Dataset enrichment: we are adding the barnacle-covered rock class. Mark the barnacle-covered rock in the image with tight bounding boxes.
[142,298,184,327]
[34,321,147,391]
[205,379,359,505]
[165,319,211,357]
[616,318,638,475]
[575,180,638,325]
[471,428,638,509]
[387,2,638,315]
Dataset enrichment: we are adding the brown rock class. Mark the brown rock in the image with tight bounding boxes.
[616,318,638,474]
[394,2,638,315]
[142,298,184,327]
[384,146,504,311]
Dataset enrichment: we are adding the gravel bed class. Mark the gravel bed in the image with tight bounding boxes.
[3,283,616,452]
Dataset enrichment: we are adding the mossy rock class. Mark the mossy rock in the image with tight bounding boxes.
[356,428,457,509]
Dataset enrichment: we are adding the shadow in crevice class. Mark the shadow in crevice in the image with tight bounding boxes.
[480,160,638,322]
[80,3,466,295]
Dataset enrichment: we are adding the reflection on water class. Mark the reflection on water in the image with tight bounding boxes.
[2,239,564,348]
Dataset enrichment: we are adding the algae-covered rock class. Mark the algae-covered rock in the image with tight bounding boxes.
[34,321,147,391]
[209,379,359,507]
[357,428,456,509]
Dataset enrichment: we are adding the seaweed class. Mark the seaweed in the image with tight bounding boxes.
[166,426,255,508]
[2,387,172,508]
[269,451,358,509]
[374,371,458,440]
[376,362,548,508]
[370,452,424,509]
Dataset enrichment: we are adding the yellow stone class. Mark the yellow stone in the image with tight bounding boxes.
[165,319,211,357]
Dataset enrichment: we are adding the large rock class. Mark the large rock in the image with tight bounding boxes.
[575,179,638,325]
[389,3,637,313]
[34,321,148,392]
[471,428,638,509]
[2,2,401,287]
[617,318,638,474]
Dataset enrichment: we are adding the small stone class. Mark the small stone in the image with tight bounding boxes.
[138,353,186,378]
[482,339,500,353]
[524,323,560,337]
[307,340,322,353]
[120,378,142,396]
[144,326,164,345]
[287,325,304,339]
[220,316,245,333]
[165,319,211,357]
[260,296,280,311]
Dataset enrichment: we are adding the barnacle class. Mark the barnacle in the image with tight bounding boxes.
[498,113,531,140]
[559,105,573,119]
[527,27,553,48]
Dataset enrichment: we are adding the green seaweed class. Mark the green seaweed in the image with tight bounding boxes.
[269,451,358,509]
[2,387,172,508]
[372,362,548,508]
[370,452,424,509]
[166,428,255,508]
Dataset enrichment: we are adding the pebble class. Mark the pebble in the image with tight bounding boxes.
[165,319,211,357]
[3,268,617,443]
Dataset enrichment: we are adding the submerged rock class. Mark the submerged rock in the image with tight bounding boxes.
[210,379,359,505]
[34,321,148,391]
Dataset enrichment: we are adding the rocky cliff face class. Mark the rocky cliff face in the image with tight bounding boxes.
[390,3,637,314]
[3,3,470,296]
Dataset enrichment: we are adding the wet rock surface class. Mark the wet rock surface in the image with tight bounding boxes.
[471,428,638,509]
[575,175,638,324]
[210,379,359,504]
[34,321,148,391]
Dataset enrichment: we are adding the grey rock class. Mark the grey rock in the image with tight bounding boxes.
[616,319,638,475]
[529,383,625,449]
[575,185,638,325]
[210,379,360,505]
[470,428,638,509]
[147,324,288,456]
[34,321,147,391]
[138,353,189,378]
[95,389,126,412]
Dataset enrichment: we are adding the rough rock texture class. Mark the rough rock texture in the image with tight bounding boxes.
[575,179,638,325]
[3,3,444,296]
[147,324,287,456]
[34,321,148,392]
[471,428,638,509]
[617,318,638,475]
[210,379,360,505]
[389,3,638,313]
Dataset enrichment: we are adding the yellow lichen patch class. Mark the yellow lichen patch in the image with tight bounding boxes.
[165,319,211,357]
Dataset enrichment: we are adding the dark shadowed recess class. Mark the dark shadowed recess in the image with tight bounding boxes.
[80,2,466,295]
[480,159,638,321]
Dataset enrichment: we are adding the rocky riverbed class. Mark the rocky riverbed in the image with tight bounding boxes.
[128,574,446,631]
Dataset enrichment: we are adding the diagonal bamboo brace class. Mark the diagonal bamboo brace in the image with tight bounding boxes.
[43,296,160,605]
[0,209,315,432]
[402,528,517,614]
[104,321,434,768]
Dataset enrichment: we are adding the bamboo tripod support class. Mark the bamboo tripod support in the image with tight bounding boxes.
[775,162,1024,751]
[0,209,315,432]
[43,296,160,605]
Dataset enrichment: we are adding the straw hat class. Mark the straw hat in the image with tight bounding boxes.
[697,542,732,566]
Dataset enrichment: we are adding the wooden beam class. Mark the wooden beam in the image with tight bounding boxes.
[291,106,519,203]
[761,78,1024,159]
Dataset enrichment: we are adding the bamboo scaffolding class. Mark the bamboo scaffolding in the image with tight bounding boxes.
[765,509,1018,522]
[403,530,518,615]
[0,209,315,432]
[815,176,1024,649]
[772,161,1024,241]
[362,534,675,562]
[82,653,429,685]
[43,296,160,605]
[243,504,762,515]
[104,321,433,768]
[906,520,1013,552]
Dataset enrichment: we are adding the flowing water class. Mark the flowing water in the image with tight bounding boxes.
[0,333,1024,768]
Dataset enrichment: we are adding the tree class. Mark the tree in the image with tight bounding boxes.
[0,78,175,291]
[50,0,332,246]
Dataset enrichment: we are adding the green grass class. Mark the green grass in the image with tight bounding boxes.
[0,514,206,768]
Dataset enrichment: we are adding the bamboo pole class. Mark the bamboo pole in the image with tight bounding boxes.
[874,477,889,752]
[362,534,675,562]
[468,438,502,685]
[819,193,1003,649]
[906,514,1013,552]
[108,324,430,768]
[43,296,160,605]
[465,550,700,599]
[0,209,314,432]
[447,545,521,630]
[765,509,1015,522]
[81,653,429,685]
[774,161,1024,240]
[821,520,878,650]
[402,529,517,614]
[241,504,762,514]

Aim: Give the items above as a two-column CSV with the header columns label_request and boxes and one row for each item. Put the item's text and its full answer each in a single quoted field, with any line breaks replaced by spaces.

Exercise output:
label_request,boxes
"Dataset enrichment: we are adding the barnacle-covered rock class. Mark the barnacle-covered rock in the image with tight bounding boxes.","[142,298,184,327] [34,321,147,391] [205,379,359,505] [165,319,211,357] [616,318,638,475] [575,180,638,325] [471,428,638,509] [387,2,638,315]"
"Dataset enrichment: we are adding the brown rock class. Mark the brown rock in the image with tight bounding boxes.","[616,318,638,474] [394,2,638,315] [142,298,184,327] [384,146,504,311]"
"Dataset enrichment: we are adding the gravel bed class. Mark the gravel bed in the image with tight bounding boxes.","[3,283,616,452]"
"Dataset enrichment: we are adding the mossy rock class. Mark the mossy rock in the image with tight bounding boxes.","[356,428,457,509]"
"Dataset enrichment: we are adding the shadow in crevice class. Mark the shadow in crevice in the image with tight bounding boxes.","[480,160,638,322] [80,3,466,295]"
"Dataset enrichment: we are adding the reflection on water class. Mark the reflection on water in the image with tight bounding boxes.","[2,239,564,348]"
"Dataset enrichment: we are adding the algae-covered rock class. Mark the algae-covered rock in the image with tight bounding boxes.","[34,321,147,391] [209,379,359,507] [357,428,456,509]"
"Dataset enrichment: we are adding the seaweed class. Mark the seaweed in the image with tight bounding boxes.","[166,426,255,508] [2,387,172,508] [269,451,358,509] [374,371,458,440] [376,362,548,508] [370,452,424,509]"
"Dataset enrichment: we are adding the yellow stone class. Mark the yellow stone in the image with tight bounding boxes.","[165,319,211,357]"
"Dataset enrichment: we are adding the large rock class. Mark the large rock in the image with tight bounding boxes.","[575,179,638,325] [389,3,637,313] [34,321,148,392] [471,428,638,509] [2,2,401,287] [617,318,638,474]"
"Dataset enrichment: we are adding the small stone class. Mark the small stone in the image with tight bounding boxes.","[138,353,186,378] [482,339,500,353] [524,323,560,337] [307,340,322,353] [120,378,142,396] [144,326,164,345] [287,325,304,339] [220,316,245,333] [165,319,211,357] [260,296,280,311]"
"Dataset enrichment: we are adding the barnacle class. Mark the barnacle in the image with tight bounding boxes.","[498,113,531,140] [559,105,573,119] [527,27,553,48]"
"Dataset enrichment: we are adding the green seaweed class. Mark the green seaweed in the image with tight bounding boxes.","[269,451,358,509] [2,387,172,508] [372,362,548,508] [370,452,424,509] [166,428,255,508]"
"Dataset enrichment: we are adding the pebble class. Mark the pebble in the image with tight bounding boxes.","[165,319,211,357] [3,268,617,443]"
"Dataset enrichment: we are adding the submerged rock class. Mark the submerged rock in the image with tight bounding boxes.","[210,379,359,505] [34,321,148,391]"
"Dataset enrichment: we are adding the rocky cliff face class. Mark the rocky cliff face in the image with tight bounding boxes.","[390,3,637,314] [3,3,470,296]"
"Dataset enrichment: we are adding the wet rock surface class. Mark the wet rock surface in the image with tight bounding boxes.","[471,428,638,509] [575,175,638,324] [210,379,359,504] [34,321,148,391]"
"Dataset enrichment: we are adding the grey rock class. Mark the grey rock in the image with tight bounding boxes.","[616,319,638,475] [529,383,625,449] [575,185,638,325] [210,379,360,505] [470,428,638,509] [147,324,288,456] [34,321,147,391] [138,353,189,378] [95,389,126,412]"
"Dataset enrichment: we are adding the rough rock texture class. Mark the rough rock texture in the image with tight bounding boxes.","[575,179,638,325] [3,3,444,296] [147,324,287,456] [34,321,148,392] [471,428,638,509] [617,318,638,475] [210,379,360,505] [389,3,638,313]"
"Dataset enrichment: we are adding the yellow lichen patch class. Mark the yellow lichen patch in the image with tight bounding boxes.","[165,319,211,357]"
"Dataset enrichment: we are adding the dark shadowed recess class. Mark the dark shadowed recess in the image with tight bounding boxes.","[80,2,466,295] [480,159,638,321]"
"Dataset enrichment: we are adding the rocky riverbed class. Mark the rocky riverbed in the image with tight bounding boxes.","[128,574,446,631]"
"Dataset enrichment: we are adding the diagonal bamboo brace class. Mark the diagonal bamboo brace in the image with tight bounding boxes.","[43,296,160,605] [0,209,315,432] [402,528,517,614] [104,321,434,768]"
"Dataset enrichment: we are adding the bamboo tripod support class. Mark the bamboo tripod support in the image with tight bounding boxes.","[775,162,1024,751] [0,209,315,432] [43,296,160,605]"
"Dataset enrichment: we are adding the straw hat class. Mark the straw hat in the image with tight bounding boxes.","[697,542,732,566]"
"Dataset enrichment: we are adding the wooden beam class. Mark the wooden beam in the image with tight bounding boxes.","[291,106,519,203] [761,78,1024,159]"
"Dataset enrichment: we are adding the bamboo scaffolding class. Mark the bamboo scaffolding in the image with tight bounding boxes.","[765,509,1018,522] [403,530,518,615] [0,209,315,432] [815,176,1024,649] [772,161,1024,241] [362,534,675,562] [82,653,429,685] [43,296,160,605] [243,504,762,515] [104,321,433,768] [906,520,1013,552]"
"Dataset enrichment: we are adding the flowing water class. Mark the flowing water in the image with tight bounding boxes.","[0,333,1024,768]"
"Dataset enrichment: we are adding the tree class. Mark the tree in the image with tight bounding boxes.","[0,78,175,291] [50,0,332,246]"
"Dataset enrichment: we are adding the green grass class. Mark the green grass in the image with tight bounding boxes.","[0,514,206,768]"
"Dataset enrichment: we are adding the bamboo pole class. Mark the bamboo pole in the image with tight bounding boxes.","[874,477,889,752] [362,534,675,562] [468,438,502,685] [819,193,1003,649] [906,514,1013,552] [108,324,430,768] [43,296,160,605] [465,550,700,599] [0,209,314,432] [447,545,521,630] [765,509,1015,522] [81,653,429,685] [774,161,1024,240] [821,520,878,650] [402,529,517,614] [241,504,762,514]"